═════ Extracted text

The Literary Review Interview
The Ultimate Emeritus
by Elizabeth Bernardi
An Interview with Walter Cummins of “The Literary Review”
Walter Cummins is Emeritus Professor of English at Fairleigh Dickinson University as well as editor emeritus of The Literary Review. He has published approximately 100 stories in such magazines as Kansas Quarterly, Other Voices, Crosscurrents, Florida Review, South Carolina Review, Green Hills Literary Lantern, Virginia Quarterly Review, and Confrontation, and on the Internet. His story collections are titled Witness and Where We Live. Early in his career, two novels, A Stranger to the Deed and Into Temptation, came out as paperback originals. He also has published memoirs, essays, articles, and reviews.
EB: First, thank you for agreeing to do this interview. TLR was founded in 1957. You were editor at TLR for 18 years – from 1984 to 2002 – and since then you have served as editor emeritus. That’s quite a percentage of the review’s existence – and this review has quite a long history compared to many others. How was TLR founded? How did you come to TLR and what made you stay for two decades?
WC: TLR was founded in 1957 at Fairleigh Dickinson University by Charles Angoff, who was a novelist and an editor of H.L. Mencken’s American Mercury, and by Clarence Decker, who previously had founded the University of Kansas City Review, now New Letters. Decker was there for the early years and Angoff for the first 19. When he retired in 1976, TLR came to our campus of the university, but I had no formal involvement beyond contributing one story and several reviews. About three years later, I became associate editor and in 1982, editor-in-chief. I stayed on all those years because we kept developing compelling projects for special issues and discovering new writers. Editing was too interesting to stop. But when I decided to retire from full-time teaching, it also became time to find a replacement, and we were fortunate to get René Steinke.
EB: What sorts of changes have you instituted and witnessed during those 20 years? How does TLR differ from its appearance and content when you arrived? How has the literary community changed around you; how has TLR changed with it? What kind of flexibility and foresight is necessary to stay alive for nearly 50 years in the literature world?
WC: Physically, the look of TLR is very different, having gone through several designs to give it what we thought a more attractive, more readable look, including four-color covers. Our own tastes changed to lead us to variants of new typography and layout. But, more significant than appearance, are the changes in content. Part of that resulted from the changing backgrounds of the editors and part from the innovations being made by writers around the world. Our tastes developed as we discovered the new possibilities for prose and poetry. That’s not to say we’ve accepted every new approach. The flexibility a magazine needs is to stay current and open while maintaining its own personality and style.
EB: According to your web site, TLR seems to place an emphasis on “special issues,” on calling attention to international fiction in other languages and among underread writing populations – some of these issues have focused on North Africa and Iranian exiles, for example. How and when, exactly, did these issues come about? To what extent is the promotion of international fiction an important part of the mission of TLR?

══════════

Continue the interview with Walter Cummins about The Literary Review, starting right after its final question.

═════ Entries provided

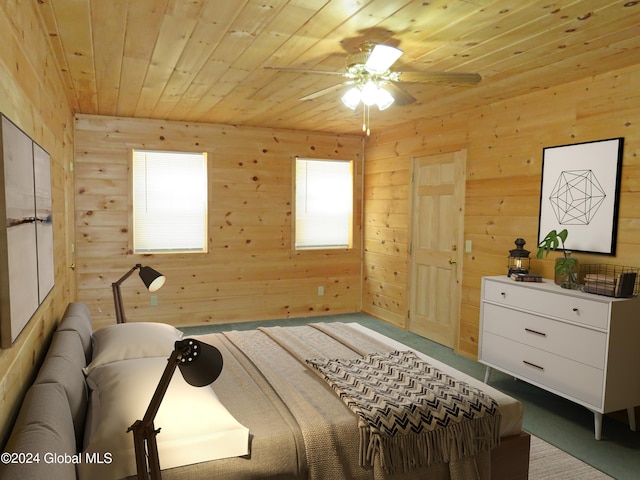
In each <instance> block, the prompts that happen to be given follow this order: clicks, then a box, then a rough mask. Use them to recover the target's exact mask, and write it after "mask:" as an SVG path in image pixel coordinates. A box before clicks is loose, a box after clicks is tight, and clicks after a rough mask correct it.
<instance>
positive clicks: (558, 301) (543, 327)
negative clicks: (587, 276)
mask: <svg viewBox="0 0 640 480" xmlns="http://www.w3.org/2000/svg"><path fill="white" fill-rule="evenodd" d="M478 360H479V361H480V362H481V363H483V364H485V365H487V371H486V375H485V382H488V380H489V375H490V373H491V369H492V368H495V369H498V370H500V371H502V372H505V373H508V374H510V375H512V376H514V377H516V378H519V379H521V380H525V381H526V382H529V383H531V384H533V385H537V386H539V387H541V388H544V389H545V390H548V391H550V392H553V393H555V394H557V395H561V396H563V397H565V398H567V399H569V400H572V401H574V402H576V403H579V404H580V405H584V406H585V407H587V408H588V409H589V410H591V411H593V412H594V419H595V436H596V439H598V440H599V439H600V435H601V432H602V414H603V413H608V412H613V411H617V410H622V409H627V412H628V414H629V424H630V426H631V429H632V430H635V415H634V407H635V406H636V405H640V300H639V299H638V298H637V297H634V298H631V299H618V298H611V297H605V296H602V295H594V294H589V293H583V292H580V291H577V290H567V289H564V288H561V287H559V286H558V285H556V284H555V283H554V282H553V280H547V279H544V280H543V282H542V283H530V282H515V281H513V280H511V279H509V278H507V277H506V276H499V277H484V278H483V279H482V297H481V305H480V341H479V350H478Z"/></svg>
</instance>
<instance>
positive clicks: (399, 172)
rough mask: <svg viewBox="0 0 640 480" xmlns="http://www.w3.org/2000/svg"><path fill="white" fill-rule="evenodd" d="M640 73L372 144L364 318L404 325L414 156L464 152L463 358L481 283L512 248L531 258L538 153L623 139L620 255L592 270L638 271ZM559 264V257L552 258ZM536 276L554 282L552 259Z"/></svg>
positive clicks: (528, 97)
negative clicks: (458, 150)
mask: <svg viewBox="0 0 640 480" xmlns="http://www.w3.org/2000/svg"><path fill="white" fill-rule="evenodd" d="M639 83H640V65H638V66H637V67H635V68H628V69H625V70H621V71H616V72H610V73H608V74H606V75H602V76H598V77H595V78H588V79H585V80H582V81H579V82H574V83H571V84H567V85H564V86H561V87H558V88H553V89H549V90H544V91H541V92H537V93H532V94H529V95H526V96H522V97H519V98H514V99H510V100H505V101H502V102H499V103H496V104H493V105H490V106H487V107H482V108H474V109H471V110H468V111H464V112H455V113H452V114H451V115H449V116H447V117H442V118H433V119H428V120H424V121H420V122H414V123H410V124H402V125H398V126H397V127H396V128H393V129H388V130H386V131H384V132H380V133H379V134H377V135H375V136H372V138H371V139H370V140H369V141H368V142H367V145H366V149H365V157H366V161H365V176H364V201H365V205H364V210H365V220H364V250H365V252H364V285H363V310H364V311H367V312H370V313H372V314H374V315H377V316H379V317H381V318H383V319H386V320H387V321H390V322H391V323H393V324H395V325H398V326H400V327H403V328H405V327H407V309H408V301H409V299H408V298H407V292H408V288H407V277H408V265H409V264H408V262H409V259H408V253H407V252H408V239H409V215H408V205H409V198H410V184H409V178H410V166H411V158H412V157H414V156H418V155H428V154H432V153H438V152H445V151H453V150H457V149H460V148H466V149H467V177H466V202H465V222H464V225H465V239H467V240H471V241H472V252H471V253H466V254H465V255H464V263H463V278H462V283H463V298H462V305H461V314H460V325H459V333H460V335H459V338H460V340H459V344H458V347H457V349H458V351H459V352H460V353H463V354H465V355H468V356H471V357H474V356H476V355H477V341H478V324H479V302H480V279H481V277H482V276H484V275H499V274H503V273H506V256H507V255H508V250H510V249H511V248H514V244H513V241H514V240H515V239H516V238H517V237H523V238H524V239H525V240H526V241H527V242H528V244H527V247H528V249H529V250H531V251H532V252H534V254H533V255H532V257H535V251H536V247H535V245H536V239H537V231H538V214H539V201H540V199H539V195H540V178H541V177H540V175H541V169H542V149H543V147H546V146H553V145H564V144H570V143H578V142H586V141H591V140H598V139H604V138H612V137H624V138H625V145H624V160H623V169H622V186H621V199H620V216H619V227H618V244H617V255H616V257H609V256H595V255H591V256H586V255H577V256H578V257H579V258H580V259H581V260H582V261H586V262H589V263H616V264H619V265H629V266H635V267H640V218H639V214H638V212H640V159H639V158H638V156H639V154H640V128H639V127H640V92H639V91H638V88H637V85H638V84H639ZM551 257H553V255H551ZM532 270H533V271H535V272H537V273H542V274H543V275H544V276H545V277H552V274H553V269H552V267H551V261H550V260H533V261H532Z"/></svg>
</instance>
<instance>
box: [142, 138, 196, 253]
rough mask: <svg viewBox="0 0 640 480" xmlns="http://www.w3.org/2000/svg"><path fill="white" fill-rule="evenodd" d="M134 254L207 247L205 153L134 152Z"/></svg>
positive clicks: (189, 249)
mask: <svg viewBox="0 0 640 480" xmlns="http://www.w3.org/2000/svg"><path fill="white" fill-rule="evenodd" d="M132 171H133V250H134V253H181V252H206V251H207V157H206V153H183V152H162V151H149V150H134V151H133V168H132Z"/></svg>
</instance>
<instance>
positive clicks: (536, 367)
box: [522, 360, 544, 372]
mask: <svg viewBox="0 0 640 480" xmlns="http://www.w3.org/2000/svg"><path fill="white" fill-rule="evenodd" d="M522 363H524V364H525V365H529V366H530V367H533V368H537V369H538V370H540V371H542V372H544V368H543V367H541V366H540V365H536V364H535V363H531V362H527V361H526V360H523V361H522Z"/></svg>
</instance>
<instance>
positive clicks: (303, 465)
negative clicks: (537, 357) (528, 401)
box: [0, 303, 529, 480]
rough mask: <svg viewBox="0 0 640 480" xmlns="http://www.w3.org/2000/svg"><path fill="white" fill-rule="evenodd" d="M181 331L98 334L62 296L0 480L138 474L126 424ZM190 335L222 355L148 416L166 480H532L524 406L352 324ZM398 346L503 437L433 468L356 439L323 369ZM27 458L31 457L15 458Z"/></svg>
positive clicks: (84, 479)
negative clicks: (493, 414)
mask: <svg viewBox="0 0 640 480" xmlns="http://www.w3.org/2000/svg"><path fill="white" fill-rule="evenodd" d="M181 338H182V332H180V331H179V330H177V329H175V328H174V327H171V326H169V325H164V324H157V323H137V322H136V323H127V324H119V325H113V326H110V327H106V328H102V329H100V330H97V331H95V332H92V330H91V319H90V316H89V311H88V308H87V307H86V305H84V304H81V303H74V304H70V305H69V307H68V309H67V312H66V313H65V316H64V317H63V319H62V321H61V324H60V325H59V327H58V328H57V331H56V332H55V333H54V335H53V339H52V342H51V345H50V347H49V350H48V352H47V355H46V357H45V359H44V362H43V364H42V367H41V368H40V371H39V372H38V374H37V377H36V379H35V381H34V384H33V385H32V386H31V388H30V389H29V391H28V392H27V395H26V397H25V400H24V402H23V404H22V406H21V409H20V413H19V415H18V418H17V420H16V424H15V426H14V428H13V431H12V434H11V437H10V439H9V441H8V443H7V445H6V448H5V450H6V452H8V453H9V454H10V455H11V458H15V459H16V461H15V462H9V463H3V464H0V479H1V480H4V479H7V480H10V479H15V478H21V479H38V480H39V479H41V478H49V479H50V480H58V479H60V480H69V479H71V478H77V479H79V480H89V479H90V480H101V479H105V480H114V479H117V478H129V479H133V478H135V463H134V452H133V438H132V434H131V433H130V432H127V429H128V427H129V426H131V425H132V423H133V422H134V421H135V420H136V419H139V418H141V417H142V416H143V414H144V411H145V410H146V407H147V405H148V403H149V400H150V398H151V396H152V394H153V391H154V389H155V386H156V385H157V383H158V380H159V378H160V376H161V375H162V372H163V370H164V368H165V367H166V365H167V358H168V356H169V355H170V353H171V351H172V350H173V348H174V343H175V341H176V340H179V339H181ZM197 339H198V340H200V341H203V342H206V343H209V344H211V345H214V346H215V347H216V348H218V349H219V350H220V352H221V353H222V355H223V358H224V368H223V370H222V373H221V375H220V376H219V378H218V379H217V380H216V381H215V382H214V383H213V384H212V385H210V386H208V387H202V388H195V387H191V386H189V385H188V384H186V382H185V381H184V380H183V379H182V376H181V375H180V374H179V373H177V372H176V374H175V375H174V376H173V379H172V381H171V385H170V386H169V389H168V391H167V394H166V395H165V397H164V400H163V402H162V406H161V407H160V410H159V412H158V415H157V417H156V421H155V425H156V428H159V429H160V433H159V434H158V436H157V440H158V447H159V452H160V463H161V467H162V470H163V471H162V474H163V478H164V479H165V480H181V479H185V480H186V479H195V480H198V479H210V478H223V479H225V480H236V479H243V480H244V479H256V480H276V479H278V480H286V479H292V480H294V479H295V480H303V479H308V480H325V479H331V480H335V479H340V478H344V479H356V480H357V479H374V480H387V479H389V480H394V479H397V480H404V479H408V480H410V479H417V478H429V479H436V480H438V479H460V478H462V479H465V480H468V479H470V478H489V477H490V478H493V479H515V480H519V479H522V480H524V479H526V478H527V474H528V460H529V455H528V453H529V436H528V434H526V433H524V432H523V431H522V429H521V428H522V414H523V412H522V405H521V404H520V403H519V402H518V401H516V400H514V399H512V398H510V397H508V396H506V395H504V394H501V393H500V392H499V391H497V390H495V389H493V388H491V387H489V386H487V385H485V384H483V383H481V382H480V381H478V380H476V379H473V378H471V377H468V376H467V375H464V374H463V373H461V372H459V371H456V370H454V369H452V368H451V367H448V366H447V365H444V364H442V363H440V362H438V361H436V360H434V359H431V358H429V357H427V356H425V355H422V354H419V353H416V352H413V351H411V350H410V349H408V348H407V347H406V346H405V345H402V344H400V343H398V342H395V341H393V340H391V339H389V338H386V337H384V336H383V335H380V334H379V333H376V332H374V331H373V330H370V329H367V328H365V327H363V326H361V325H359V324H356V323H349V324H343V323H338V322H335V323H321V322H319V323H311V324H309V325H305V326H300V327H287V328H281V327H267V328H261V329H257V330H250V331H244V332H241V331H230V332H224V333H219V334H209V335H202V336H199V337H197ZM370 353H374V355H368V354H370ZM400 354H401V355H407V356H408V355H413V358H414V361H415V362H418V363H419V365H420V368H421V369H423V368H425V365H426V364H422V363H420V362H428V363H429V367H428V368H429V369H430V368H432V366H433V367H435V368H436V369H437V370H438V371H441V372H442V376H443V377H447V378H453V379H454V381H455V383H456V384H460V385H465V386H468V388H469V389H470V390H477V392H480V394H481V395H482V396H483V397H486V399H490V400H491V402H492V403H491V404H492V405H493V404H494V403H495V409H494V410H495V411H496V412H497V413H499V416H496V417H495V421H492V424H491V425H492V426H493V428H491V429H490V430H491V435H495V436H496V440H497V437H498V436H499V437H500V444H499V445H498V446H497V447H496V448H492V449H491V451H488V449H478V450H477V451H474V452H472V454H470V455H466V456H464V457H463V458H453V459H452V460H451V461H444V462H440V461H438V462H432V465H430V466H428V465H427V464H424V465H422V464H420V463H419V462H418V463H416V462H413V463H412V462H411V461H410V462H408V464H409V468H404V467H406V465H404V466H402V468H391V469H390V468H389V465H390V462H388V461H386V464H385V461H383V460H384V458H387V457H385V455H388V452H386V453H385V450H384V449H382V450H377V449H375V448H373V449H364V447H365V446H367V445H369V446H370V445H371V443H367V442H363V438H364V437H363V429H362V424H361V423H362V422H360V421H359V420H361V418H360V417H359V416H358V415H357V414H356V413H354V411H353V410H352V407H353V405H350V406H348V405H347V403H348V402H345V398H347V397H344V398H341V397H340V396H339V395H338V394H337V392H336V390H334V385H331V384H330V383H329V382H327V378H325V375H324V374H323V373H322V372H321V371H320V370H318V368H317V367H318V366H319V365H321V366H326V365H328V364H329V363H331V362H335V361H337V360H340V361H346V362H347V363H349V362H353V363H359V362H360V363H361V362H362V360H363V359H365V358H367V357H370V358H382V359H384V360H385V361H386V359H387V358H388V357H393V356H394V355H400ZM418 363H416V364H418ZM407 378H409V379H412V378H413V377H412V376H411V375H410V376H408V377H407ZM465 388H467V387H465ZM403 391H404V390H403ZM403 396H404V395H403ZM394 426H395V424H394ZM370 438H373V436H370ZM454 438H456V441H457V437H454ZM463 443H464V442H463ZM465 448H466V447H465ZM363 451H366V452H367V456H366V458H365V456H363ZM424 451H425V449H421V450H420V452H418V454H419V455H422V454H423V452H424ZM429 451H431V450H429ZM413 454H416V452H413ZM34 455H39V457H38V458H39V459H40V461H39V462H30V463H29V462H26V461H22V460H24V459H27V458H31V457H33V456H34ZM3 458H4V457H3ZM21 459H22V460H21ZM489 468H490V470H489Z"/></svg>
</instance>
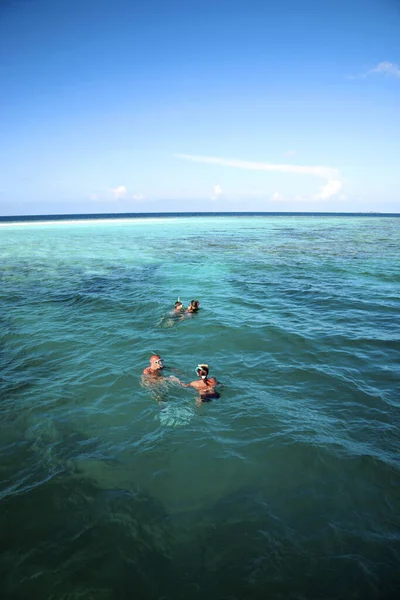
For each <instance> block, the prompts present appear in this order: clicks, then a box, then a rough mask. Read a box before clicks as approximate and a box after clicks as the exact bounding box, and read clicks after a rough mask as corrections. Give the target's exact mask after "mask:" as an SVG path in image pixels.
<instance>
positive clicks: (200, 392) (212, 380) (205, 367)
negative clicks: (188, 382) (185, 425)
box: [171, 364, 220, 402]
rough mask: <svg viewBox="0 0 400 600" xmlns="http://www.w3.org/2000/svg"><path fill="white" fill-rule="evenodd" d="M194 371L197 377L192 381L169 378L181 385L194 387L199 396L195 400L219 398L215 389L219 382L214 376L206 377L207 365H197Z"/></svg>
mask: <svg viewBox="0 0 400 600" xmlns="http://www.w3.org/2000/svg"><path fill="white" fill-rule="evenodd" d="M196 373H197V376H198V377H199V379H198V380H196V381H192V382H191V383H183V382H182V381H180V380H179V379H178V378H177V377H171V379H174V380H175V381H177V382H178V383H180V385H181V386H183V387H193V388H195V389H196V390H197V391H198V392H199V398H198V399H197V400H198V401H200V402H209V401H210V400H211V399H212V398H219V397H220V395H219V393H218V392H217V391H216V389H215V388H216V386H217V385H218V384H219V382H218V381H217V380H216V379H215V377H208V373H209V369H208V365H205V364H200V365H198V366H197V368H196Z"/></svg>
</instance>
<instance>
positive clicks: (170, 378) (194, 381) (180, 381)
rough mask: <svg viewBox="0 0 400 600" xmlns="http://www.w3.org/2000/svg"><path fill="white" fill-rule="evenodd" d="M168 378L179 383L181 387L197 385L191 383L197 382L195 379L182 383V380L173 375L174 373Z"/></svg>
mask: <svg viewBox="0 0 400 600" xmlns="http://www.w3.org/2000/svg"><path fill="white" fill-rule="evenodd" d="M169 379H171V380H172V381H175V382H176V383H179V385H181V386H182V387H194V388H196V387H197V385H193V384H197V383H198V382H197V381H192V382H191V383H184V382H183V381H181V380H180V379H178V377H175V375H170V376H169Z"/></svg>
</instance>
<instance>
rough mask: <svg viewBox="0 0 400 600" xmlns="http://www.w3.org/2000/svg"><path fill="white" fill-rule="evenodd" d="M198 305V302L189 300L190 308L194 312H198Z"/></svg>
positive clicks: (199, 303) (198, 308) (195, 300)
mask: <svg viewBox="0 0 400 600" xmlns="http://www.w3.org/2000/svg"><path fill="white" fill-rule="evenodd" d="M199 304H200V302H199V301H198V300H191V301H190V308H192V309H193V310H194V311H197V310H199Z"/></svg>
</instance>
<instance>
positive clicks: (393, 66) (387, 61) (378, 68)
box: [368, 61, 400, 77]
mask: <svg viewBox="0 0 400 600" xmlns="http://www.w3.org/2000/svg"><path fill="white" fill-rule="evenodd" d="M371 73H382V74H383V75H390V76H391V77H400V66H399V65H396V64H395V63H391V62H388V61H384V62H381V63H379V64H378V65H376V67H374V68H373V69H370V70H369V71H368V74H371Z"/></svg>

══════════

#### [Answer space]
WC: Since its founding TLR has emphasized both fiction and poetry from throughout the world, often with issues devoted to a specific country or region and occasionally to writing in a language or from Diasporas like the exiles you noted. An initial reason for this focus was Fairleigh Dickinson’s long-standing interest in global education, which continues today. From a specifically literary standpoint, TLR filled a need that some other publications have also come to address, but none as consistently or as comprehensively. One point of pride for TLR is the number of Nobel Prize winners who have appeared in it long before they received international recognition. Of course, many other world-class writers received their first English language exposure in our pages. One of the great satisfactions of editing such a publication is the opportunity to be in touch with such a breadth of talent and read much that others never know exists.
EB: It appears that TLR has embraced the Internet. Your web site has several pages dedicated to e-chapbooks, poets discussing their sources, and even a site that publishes material that wasn’t put in print. Can you talk about the effect of the Internet on your publication and what TLR sees as its relationship to the web? TLR existed for quite a long time without the Internet; was adapting to it a challenge?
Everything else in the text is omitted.